* **Task statement**
Transcribe the lines of the records starting with the one that has "of the dirt" in it and ending with the last, and transcribe nothing else.

>> BEGIN Records for the exercise

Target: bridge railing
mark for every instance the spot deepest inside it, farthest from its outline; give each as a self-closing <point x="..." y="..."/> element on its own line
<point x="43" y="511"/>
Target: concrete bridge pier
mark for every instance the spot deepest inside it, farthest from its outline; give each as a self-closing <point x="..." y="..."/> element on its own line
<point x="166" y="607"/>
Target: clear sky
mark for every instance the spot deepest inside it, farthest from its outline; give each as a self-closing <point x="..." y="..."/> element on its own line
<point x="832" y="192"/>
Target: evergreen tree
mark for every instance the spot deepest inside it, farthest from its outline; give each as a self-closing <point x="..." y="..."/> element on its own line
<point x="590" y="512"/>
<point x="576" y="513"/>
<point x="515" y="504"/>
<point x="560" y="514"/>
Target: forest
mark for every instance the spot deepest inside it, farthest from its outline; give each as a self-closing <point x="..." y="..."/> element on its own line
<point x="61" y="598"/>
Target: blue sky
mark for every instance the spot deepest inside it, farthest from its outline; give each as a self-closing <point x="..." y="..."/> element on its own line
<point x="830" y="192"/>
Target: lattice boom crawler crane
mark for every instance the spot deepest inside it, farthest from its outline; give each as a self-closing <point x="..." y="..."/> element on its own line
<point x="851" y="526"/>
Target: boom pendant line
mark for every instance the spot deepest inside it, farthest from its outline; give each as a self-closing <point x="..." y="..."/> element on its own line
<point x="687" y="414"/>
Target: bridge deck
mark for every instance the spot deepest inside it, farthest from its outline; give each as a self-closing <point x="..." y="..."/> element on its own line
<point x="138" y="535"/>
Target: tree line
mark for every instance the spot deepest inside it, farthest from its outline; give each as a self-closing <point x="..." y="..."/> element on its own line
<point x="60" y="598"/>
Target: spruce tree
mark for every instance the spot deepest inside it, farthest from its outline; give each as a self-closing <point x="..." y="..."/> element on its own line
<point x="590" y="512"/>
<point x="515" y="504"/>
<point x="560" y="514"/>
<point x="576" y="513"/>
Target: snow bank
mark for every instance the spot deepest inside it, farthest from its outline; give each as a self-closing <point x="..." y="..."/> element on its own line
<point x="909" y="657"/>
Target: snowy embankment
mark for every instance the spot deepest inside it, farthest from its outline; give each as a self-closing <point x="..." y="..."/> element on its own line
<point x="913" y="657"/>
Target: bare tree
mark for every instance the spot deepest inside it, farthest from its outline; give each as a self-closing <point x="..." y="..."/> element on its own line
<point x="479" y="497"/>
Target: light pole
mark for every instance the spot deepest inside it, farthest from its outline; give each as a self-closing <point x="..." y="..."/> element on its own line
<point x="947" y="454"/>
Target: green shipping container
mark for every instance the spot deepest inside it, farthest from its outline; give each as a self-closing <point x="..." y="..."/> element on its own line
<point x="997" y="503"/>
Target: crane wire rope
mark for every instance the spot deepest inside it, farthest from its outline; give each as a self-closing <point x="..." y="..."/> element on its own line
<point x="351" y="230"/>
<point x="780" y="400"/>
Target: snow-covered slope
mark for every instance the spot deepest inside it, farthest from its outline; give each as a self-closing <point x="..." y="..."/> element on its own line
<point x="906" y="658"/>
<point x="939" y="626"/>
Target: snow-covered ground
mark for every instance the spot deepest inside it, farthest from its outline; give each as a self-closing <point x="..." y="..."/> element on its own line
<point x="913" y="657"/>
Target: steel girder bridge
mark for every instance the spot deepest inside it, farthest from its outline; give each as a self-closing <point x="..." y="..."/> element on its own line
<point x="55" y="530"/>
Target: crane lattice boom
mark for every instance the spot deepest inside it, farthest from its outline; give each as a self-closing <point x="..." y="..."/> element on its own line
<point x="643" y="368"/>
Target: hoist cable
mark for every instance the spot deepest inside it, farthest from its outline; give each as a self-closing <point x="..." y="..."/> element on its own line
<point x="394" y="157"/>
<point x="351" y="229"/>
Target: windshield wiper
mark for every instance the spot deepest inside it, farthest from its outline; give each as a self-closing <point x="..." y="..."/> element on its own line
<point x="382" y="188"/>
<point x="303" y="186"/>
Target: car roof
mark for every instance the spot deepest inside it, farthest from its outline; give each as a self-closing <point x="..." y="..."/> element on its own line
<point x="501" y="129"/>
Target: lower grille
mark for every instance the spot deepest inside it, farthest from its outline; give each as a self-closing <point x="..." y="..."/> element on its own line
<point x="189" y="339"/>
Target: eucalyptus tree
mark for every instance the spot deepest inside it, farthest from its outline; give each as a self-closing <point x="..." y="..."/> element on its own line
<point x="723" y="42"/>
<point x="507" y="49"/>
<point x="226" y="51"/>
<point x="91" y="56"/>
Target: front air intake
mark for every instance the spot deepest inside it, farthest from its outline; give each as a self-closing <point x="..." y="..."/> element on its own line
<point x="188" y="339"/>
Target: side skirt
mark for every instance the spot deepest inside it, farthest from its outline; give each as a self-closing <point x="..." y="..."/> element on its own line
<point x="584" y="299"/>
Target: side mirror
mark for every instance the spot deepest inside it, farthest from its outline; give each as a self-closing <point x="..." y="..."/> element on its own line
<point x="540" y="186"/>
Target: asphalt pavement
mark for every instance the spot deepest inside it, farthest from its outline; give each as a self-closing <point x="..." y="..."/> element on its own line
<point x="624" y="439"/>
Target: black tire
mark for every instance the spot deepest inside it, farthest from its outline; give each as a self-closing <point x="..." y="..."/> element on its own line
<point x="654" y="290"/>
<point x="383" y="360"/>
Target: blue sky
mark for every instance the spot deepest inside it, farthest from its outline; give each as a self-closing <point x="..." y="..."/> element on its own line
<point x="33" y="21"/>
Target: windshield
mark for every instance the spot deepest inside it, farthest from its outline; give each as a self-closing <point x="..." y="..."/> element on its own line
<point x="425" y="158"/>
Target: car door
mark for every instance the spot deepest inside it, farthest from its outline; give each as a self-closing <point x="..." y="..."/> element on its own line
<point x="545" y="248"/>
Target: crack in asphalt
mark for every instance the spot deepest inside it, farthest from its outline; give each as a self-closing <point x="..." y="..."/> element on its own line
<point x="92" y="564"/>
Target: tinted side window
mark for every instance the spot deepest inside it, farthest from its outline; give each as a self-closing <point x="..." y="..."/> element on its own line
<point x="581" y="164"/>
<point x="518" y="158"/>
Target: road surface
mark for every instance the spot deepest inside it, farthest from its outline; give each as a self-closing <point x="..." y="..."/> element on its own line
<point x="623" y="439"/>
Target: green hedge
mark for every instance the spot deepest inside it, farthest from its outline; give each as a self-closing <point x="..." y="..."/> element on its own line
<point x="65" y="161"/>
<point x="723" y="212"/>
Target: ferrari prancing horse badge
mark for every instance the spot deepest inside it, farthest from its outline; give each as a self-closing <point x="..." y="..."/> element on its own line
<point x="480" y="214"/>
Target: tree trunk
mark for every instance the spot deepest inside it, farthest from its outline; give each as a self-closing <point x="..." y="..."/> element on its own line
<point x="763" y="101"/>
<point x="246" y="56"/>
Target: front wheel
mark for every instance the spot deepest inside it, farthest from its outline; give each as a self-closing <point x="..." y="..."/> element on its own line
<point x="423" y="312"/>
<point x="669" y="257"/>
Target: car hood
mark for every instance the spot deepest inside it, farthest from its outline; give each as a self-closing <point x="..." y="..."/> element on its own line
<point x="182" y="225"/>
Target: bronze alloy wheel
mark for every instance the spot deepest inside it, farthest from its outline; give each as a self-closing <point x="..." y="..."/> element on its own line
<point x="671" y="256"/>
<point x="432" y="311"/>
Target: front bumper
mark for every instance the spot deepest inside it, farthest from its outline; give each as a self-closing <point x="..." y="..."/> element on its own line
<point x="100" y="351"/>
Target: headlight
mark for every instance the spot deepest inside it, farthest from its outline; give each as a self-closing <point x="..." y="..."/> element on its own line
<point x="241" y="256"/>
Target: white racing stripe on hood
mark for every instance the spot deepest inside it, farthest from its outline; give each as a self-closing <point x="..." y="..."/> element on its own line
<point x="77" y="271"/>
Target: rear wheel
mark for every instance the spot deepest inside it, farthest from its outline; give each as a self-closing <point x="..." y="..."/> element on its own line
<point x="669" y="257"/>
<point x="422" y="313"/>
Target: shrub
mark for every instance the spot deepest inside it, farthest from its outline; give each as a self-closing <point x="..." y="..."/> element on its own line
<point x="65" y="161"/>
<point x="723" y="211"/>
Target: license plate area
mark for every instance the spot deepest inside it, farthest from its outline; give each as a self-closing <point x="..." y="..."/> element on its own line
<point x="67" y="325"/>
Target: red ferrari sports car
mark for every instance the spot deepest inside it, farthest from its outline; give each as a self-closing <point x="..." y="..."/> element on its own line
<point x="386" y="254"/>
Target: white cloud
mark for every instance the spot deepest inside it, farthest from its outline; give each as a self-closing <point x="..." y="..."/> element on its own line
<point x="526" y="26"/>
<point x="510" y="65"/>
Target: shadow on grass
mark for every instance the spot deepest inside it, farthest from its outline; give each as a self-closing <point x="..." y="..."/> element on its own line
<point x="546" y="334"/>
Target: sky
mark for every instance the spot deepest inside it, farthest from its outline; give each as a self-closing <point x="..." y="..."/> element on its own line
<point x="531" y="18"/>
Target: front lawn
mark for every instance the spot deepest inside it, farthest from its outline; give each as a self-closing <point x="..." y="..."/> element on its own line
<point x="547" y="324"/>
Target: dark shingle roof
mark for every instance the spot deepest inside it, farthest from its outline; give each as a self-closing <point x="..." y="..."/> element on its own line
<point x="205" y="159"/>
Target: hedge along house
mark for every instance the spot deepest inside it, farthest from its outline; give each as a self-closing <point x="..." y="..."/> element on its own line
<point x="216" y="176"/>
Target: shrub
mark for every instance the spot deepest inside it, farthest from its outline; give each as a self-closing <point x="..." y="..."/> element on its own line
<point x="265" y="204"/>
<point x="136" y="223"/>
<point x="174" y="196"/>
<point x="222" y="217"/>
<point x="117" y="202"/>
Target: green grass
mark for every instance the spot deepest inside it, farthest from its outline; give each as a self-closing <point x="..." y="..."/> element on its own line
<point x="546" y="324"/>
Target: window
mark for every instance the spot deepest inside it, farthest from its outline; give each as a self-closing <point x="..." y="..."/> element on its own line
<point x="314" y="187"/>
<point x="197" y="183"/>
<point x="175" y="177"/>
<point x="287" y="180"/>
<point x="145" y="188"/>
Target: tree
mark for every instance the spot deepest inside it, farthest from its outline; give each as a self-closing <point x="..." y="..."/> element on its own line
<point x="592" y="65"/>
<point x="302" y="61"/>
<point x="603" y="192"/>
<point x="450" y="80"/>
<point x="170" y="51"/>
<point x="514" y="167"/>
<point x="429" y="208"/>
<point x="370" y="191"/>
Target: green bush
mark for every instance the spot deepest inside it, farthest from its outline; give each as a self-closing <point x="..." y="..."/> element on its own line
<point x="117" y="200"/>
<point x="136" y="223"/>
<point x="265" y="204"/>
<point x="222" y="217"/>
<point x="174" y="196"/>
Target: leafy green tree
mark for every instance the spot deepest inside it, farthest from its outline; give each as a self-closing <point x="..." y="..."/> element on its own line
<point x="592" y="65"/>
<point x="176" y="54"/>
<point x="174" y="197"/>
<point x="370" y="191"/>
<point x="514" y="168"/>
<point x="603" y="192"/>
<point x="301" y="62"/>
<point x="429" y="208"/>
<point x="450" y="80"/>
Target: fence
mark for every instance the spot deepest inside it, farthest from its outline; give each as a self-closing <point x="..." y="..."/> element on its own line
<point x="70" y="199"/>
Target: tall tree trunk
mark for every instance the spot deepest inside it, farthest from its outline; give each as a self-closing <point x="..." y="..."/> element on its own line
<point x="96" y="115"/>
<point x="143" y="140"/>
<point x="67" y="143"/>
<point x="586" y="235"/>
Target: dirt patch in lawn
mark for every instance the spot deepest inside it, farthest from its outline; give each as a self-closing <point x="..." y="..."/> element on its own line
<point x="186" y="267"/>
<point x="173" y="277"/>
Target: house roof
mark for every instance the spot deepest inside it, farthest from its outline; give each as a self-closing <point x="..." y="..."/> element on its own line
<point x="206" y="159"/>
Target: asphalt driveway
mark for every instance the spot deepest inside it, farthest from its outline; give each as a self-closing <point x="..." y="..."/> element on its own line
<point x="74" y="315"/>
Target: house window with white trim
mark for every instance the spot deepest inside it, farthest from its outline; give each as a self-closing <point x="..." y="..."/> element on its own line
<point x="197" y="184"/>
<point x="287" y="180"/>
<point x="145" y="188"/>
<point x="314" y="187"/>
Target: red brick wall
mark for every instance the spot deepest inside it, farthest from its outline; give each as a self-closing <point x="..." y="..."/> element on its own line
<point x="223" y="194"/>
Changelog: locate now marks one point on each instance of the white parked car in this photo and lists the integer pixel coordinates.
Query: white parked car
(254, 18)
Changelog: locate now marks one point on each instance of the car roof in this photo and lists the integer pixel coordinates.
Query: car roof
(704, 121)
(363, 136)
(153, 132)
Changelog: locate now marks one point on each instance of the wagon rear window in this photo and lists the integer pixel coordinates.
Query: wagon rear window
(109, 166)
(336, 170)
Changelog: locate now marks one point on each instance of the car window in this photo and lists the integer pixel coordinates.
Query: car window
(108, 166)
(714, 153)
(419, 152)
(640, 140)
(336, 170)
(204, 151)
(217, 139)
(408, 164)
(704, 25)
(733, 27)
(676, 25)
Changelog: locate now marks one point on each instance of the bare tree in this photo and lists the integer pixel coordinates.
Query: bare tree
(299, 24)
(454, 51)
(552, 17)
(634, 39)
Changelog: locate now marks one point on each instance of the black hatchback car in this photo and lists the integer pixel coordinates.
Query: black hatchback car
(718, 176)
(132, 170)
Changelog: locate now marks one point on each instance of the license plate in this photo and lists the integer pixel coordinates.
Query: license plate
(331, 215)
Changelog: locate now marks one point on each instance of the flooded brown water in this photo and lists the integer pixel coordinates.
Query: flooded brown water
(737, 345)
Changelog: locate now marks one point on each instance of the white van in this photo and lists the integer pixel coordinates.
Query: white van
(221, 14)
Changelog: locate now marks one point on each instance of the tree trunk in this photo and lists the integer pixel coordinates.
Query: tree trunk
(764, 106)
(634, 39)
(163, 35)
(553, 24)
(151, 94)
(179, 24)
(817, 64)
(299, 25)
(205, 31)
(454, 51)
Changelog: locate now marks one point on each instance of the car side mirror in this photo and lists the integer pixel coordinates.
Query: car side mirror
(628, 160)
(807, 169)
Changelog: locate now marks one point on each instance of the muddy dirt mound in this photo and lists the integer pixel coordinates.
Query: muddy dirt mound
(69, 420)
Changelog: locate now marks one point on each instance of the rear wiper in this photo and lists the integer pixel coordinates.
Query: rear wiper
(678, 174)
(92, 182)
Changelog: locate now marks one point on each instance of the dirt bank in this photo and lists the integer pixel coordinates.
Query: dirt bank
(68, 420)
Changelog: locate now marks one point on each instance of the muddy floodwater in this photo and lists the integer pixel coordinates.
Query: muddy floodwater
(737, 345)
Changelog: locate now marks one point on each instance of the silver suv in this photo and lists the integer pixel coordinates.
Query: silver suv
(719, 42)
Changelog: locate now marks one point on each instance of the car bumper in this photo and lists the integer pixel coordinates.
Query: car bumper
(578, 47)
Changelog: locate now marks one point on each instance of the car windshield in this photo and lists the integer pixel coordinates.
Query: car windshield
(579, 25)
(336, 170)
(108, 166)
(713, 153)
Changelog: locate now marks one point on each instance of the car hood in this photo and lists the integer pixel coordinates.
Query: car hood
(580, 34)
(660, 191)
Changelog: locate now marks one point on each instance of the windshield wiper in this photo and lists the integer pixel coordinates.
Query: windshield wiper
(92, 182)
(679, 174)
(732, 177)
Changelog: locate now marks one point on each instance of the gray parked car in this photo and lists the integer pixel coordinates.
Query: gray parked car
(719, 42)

>> END Records for the exercise

* **Written answer**
Changelog: locate now marks one point on each instance of the dirt bank in this photo and lists the integer pixel coordinates.
Query: dirt bank
(68, 420)
Changelog: locate now marks one point on each instance of the muddy floodwater in this photo and lists the integer pixel coordinates.
Query: muddy floodwater
(737, 345)
Changelog: locate now marks one point on each instance of the silver suv in this photo and lists the integer pixel coordinates.
Query: silver suv
(719, 42)
Changelog: locate now marks one point on each instance of the car bumper in this photo and lists the integer pixel coordinates.
Query: car bumper
(578, 47)
Changelog: locate now marks one point on each instance of the car windshield in this photo and lists the integer pixel coordinates.
Query: car windshield
(579, 25)
(336, 170)
(108, 166)
(713, 153)
Changelog: locate now marks one point on each instance of the car hood in this photo and lists the integer pixel coordinates.
Query: car hood
(580, 34)
(660, 191)
Changelog: locate now marks one point on each instance of the windshield wiper in this photo and lists the integer pixel coordinates.
Query: windshield wiper
(92, 182)
(679, 174)
(732, 177)
Changelog: locate now marks one point on each instance of the gray parked car in this photo and lists the integer pixel coordinates.
Query: gray parked car
(719, 42)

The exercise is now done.